» **To-do list**
**A.** According to the article on Brexit and India–UK trade, what is the UK's nominal GDP for 2019 as estimated by the IMF?
**B.** Pick up the article on Brexit and India–UK trade right after its last sentence and keep writing.

------ Excerpt provided

How Brexit can change trade negotiations between India and UK
Brexit is approaching fast. The deadline of October 31, 2019, is less than a month away. Till now, there is no clarity on whether the UK will have a deal with the EU. Some sort of a deal appears likely, given the legal necessity, and recommencing of Parliament following the directives of the UK Supreme Court. At the same time, possibility of fresh elections can’t be ruled out too. Notwithstanding these multiple possibilities, the reality of the UK and EU parting ways is obvious. What does that mean for others, including India, in so far as trade relations with UK are concerned?
Brexit is a more vexing issue than most comprehend. Since 1973, when the UK economically integrated with the EU, the world hasn’t looked at EU and UK markets separately. This is in spite of the UK not giving up the British Pound and not joining the Schengen regulations for common visas. From a trade perspective, the most important characteristic of UK and EU being together was that of tariffs being same for both. The other important aspect is the preferential access that service suppliers from the UK and EU get in each other’s markets; while non-EU service suppliers face several and often disconnected regulatory barriers, including taxation laws, across Europe, such impediments don’t arise for UK suppliers. The situation would change post-Brexit as Europe and UK would need to be looked as discrete economic entities.
The first implication of Brexit for countries like India, is the need for recognising distinct trade and investment relations with another ‘new’ major economy. Based on nominal GDP, and as estimated by the IMF for 2019, India and UK are the world’s fifth and sixth largest economies. India has a nominal GDP of around $3 trillion, followed by the UK with a GDP of $2.8 trillion. Following Brexit, India would have to formalise trade and investment relations afresh with UK, distinct from those with the EU. While partly smaller than India in economic size, the UK, nonetheless, is a major economy. It is a part of the G7 group of world’s largest advanced economies. It is also a member of the G20 group of world’s most influential economies, comprising the largest of the advanced and emerging market economies. Trade and investment relations with the UK have significant implications for India and need to be crafted accordingly.

------------
------ Available data

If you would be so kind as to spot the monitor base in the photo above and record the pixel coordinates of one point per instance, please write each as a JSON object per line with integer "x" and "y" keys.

------------

» **Results in order**
**A.** $2.8 trillion

**B.**
The UK is expected to follow a proactive external trade policy after Brexit. There are two parts to the policy. The first is the effort to retain trade relations, through ‘continuity agreements’ with countries with whom the EU has FTAs. The second is to explore trade agreements with new countries. Presumably, the first part is a more immediate priority. On the second, there are countries that might receive precedence in engaging and be treated ‘first tier’. Earlier this year, deposing before the India-UK Foreign Affairs Committee of the House of Commons, a senior UK Minister had indicated that India, while being important, was not ‘first-tier’ in UK’s post-Brexit FTA schemes. But more robust indications on the UK’s interest in working on trade engagement with India have come in the recommendations in the report of the Foreign Affairs Committee itself, emphasising priority to trade talks with India. These are followed by recent positive comments by prime minister Boris Johnson on a FTA with India following his meeting with prime minister Modi on the sidelines of the last G7 Summit at France in late August 2019.
Much hurdles and roadblocks would be encountered by India and the UK whenever they discuss a bilateral trade deal. These would not just involve tariffs on beverages, automobiles and auto-parts, but also non-tariff barriers like safety and quality standards for goods, conditions for movement of professionals and data security. There would be carry-forward of many issues that came up during India’s now-stalled FTA negotiations with the EU. These issues would be revisited by India and the UK in a post-Brexit context with the UK refocusing on comparative advantages after separating from EU, and India evaluating market access options solely on the basis of prospects in UK.
As mentioned earlier, the eventual character of Brexit would decide the course of future trade talks and engagement between India and the UK. A deciding factor in this regard would be whether the UK’s MFN tariffs, post-Brexit, remain the same as those now. The current UK MFN tariffs are those of the EU. A ‘hard’ separation might produce differences with the UK implementing tariffs distinct from EU. Similarly, there could be several other internal regulations influencing trade standards, investments and service supplies that would come up in the UK and influence trade talks. Nonetheless, for India, and several other countries, negotiating trade deals with UK—distinct from EU—might imply greater negotiating flexibility and better prospects of meaningful outcomes. A group of 28 heterogeneous economies is a far more difficult trade bloc to deal with than an individual economy. It would be good if India seizes the opportunity to get going on a deal with UK that corresponds to its interests.
(The author is Senior Research Fellow and Research Lead (trade and economic policy), Institute of South Asian Studies, NUS. Views are personal)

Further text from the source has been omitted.